(Data listing)
— begin —
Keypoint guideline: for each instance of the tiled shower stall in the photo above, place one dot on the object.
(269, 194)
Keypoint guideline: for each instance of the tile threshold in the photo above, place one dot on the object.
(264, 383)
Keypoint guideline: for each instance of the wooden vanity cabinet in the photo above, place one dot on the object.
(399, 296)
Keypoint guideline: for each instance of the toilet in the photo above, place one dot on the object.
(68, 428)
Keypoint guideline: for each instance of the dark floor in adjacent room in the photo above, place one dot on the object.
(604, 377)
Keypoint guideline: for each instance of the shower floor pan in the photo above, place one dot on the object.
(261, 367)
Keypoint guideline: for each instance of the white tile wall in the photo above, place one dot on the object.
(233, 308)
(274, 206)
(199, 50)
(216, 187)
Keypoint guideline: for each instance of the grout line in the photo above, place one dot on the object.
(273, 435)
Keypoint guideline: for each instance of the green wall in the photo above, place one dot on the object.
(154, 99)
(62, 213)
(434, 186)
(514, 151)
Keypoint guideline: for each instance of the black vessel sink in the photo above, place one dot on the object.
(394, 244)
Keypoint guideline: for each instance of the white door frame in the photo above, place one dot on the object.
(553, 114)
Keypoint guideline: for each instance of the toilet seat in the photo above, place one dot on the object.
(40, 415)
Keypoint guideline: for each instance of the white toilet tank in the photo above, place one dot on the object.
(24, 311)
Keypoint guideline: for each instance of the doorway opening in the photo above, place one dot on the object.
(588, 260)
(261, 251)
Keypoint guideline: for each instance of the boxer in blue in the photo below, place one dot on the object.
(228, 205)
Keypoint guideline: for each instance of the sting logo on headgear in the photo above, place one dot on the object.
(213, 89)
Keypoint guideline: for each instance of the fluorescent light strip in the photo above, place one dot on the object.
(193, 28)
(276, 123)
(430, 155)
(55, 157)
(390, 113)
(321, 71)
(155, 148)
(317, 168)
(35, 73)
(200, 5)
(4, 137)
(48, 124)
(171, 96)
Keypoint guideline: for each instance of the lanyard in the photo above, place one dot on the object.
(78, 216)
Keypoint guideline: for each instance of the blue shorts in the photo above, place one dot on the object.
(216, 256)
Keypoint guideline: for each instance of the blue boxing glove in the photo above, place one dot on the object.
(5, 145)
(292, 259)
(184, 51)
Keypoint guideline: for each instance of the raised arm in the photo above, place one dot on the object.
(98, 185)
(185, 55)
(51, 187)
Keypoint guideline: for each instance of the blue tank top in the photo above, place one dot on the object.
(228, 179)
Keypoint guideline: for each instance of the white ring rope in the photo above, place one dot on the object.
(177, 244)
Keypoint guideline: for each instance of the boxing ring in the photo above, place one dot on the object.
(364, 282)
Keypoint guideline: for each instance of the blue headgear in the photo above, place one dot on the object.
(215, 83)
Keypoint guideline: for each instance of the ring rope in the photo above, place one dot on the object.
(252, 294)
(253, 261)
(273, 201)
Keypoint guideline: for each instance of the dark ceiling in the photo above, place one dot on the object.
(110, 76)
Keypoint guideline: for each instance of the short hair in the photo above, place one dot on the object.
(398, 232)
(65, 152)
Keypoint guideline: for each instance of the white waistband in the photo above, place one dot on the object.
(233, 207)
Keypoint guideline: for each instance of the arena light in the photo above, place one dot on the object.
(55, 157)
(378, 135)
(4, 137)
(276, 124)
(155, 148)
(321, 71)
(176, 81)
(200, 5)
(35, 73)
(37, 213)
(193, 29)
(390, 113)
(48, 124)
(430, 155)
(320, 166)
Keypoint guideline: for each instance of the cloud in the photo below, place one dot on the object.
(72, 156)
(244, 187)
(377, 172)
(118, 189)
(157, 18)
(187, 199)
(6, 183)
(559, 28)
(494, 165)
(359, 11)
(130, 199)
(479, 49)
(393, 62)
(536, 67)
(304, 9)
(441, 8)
— end —
Instructions for the task
Arrange the part of the listing that starts with the line containing "Keypoint guideline: for each instance of the white waistband" and runs through the end of the listing as a two-column CSV with the headers guideline and points. Give one row per guideline, with its text and its answer each in a single quoted field and any line breaks replaced by spaces.

Expected output
guideline,points
"Keypoint guideline: for each instance of the white waistband in the photo above, place one dot on the object.","(233, 207)"
"Keypoint guideline: for each instance of the arena light in the photo above, place one dot on the object.","(55, 157) (378, 135) (4, 137) (276, 124) (155, 148) (321, 71) (176, 81) (200, 5) (35, 73) (37, 213) (193, 29) (390, 113) (48, 124) (430, 155) (320, 166)"
"Keypoint guideline: for each instance of the cloud in the photo below, place one dot on the object.","(72, 156) (244, 187) (377, 172) (118, 189) (157, 18) (187, 199) (6, 183) (559, 28) (494, 165) (359, 11) (130, 199) (479, 49) (393, 62) (536, 67) (304, 9) (441, 8)"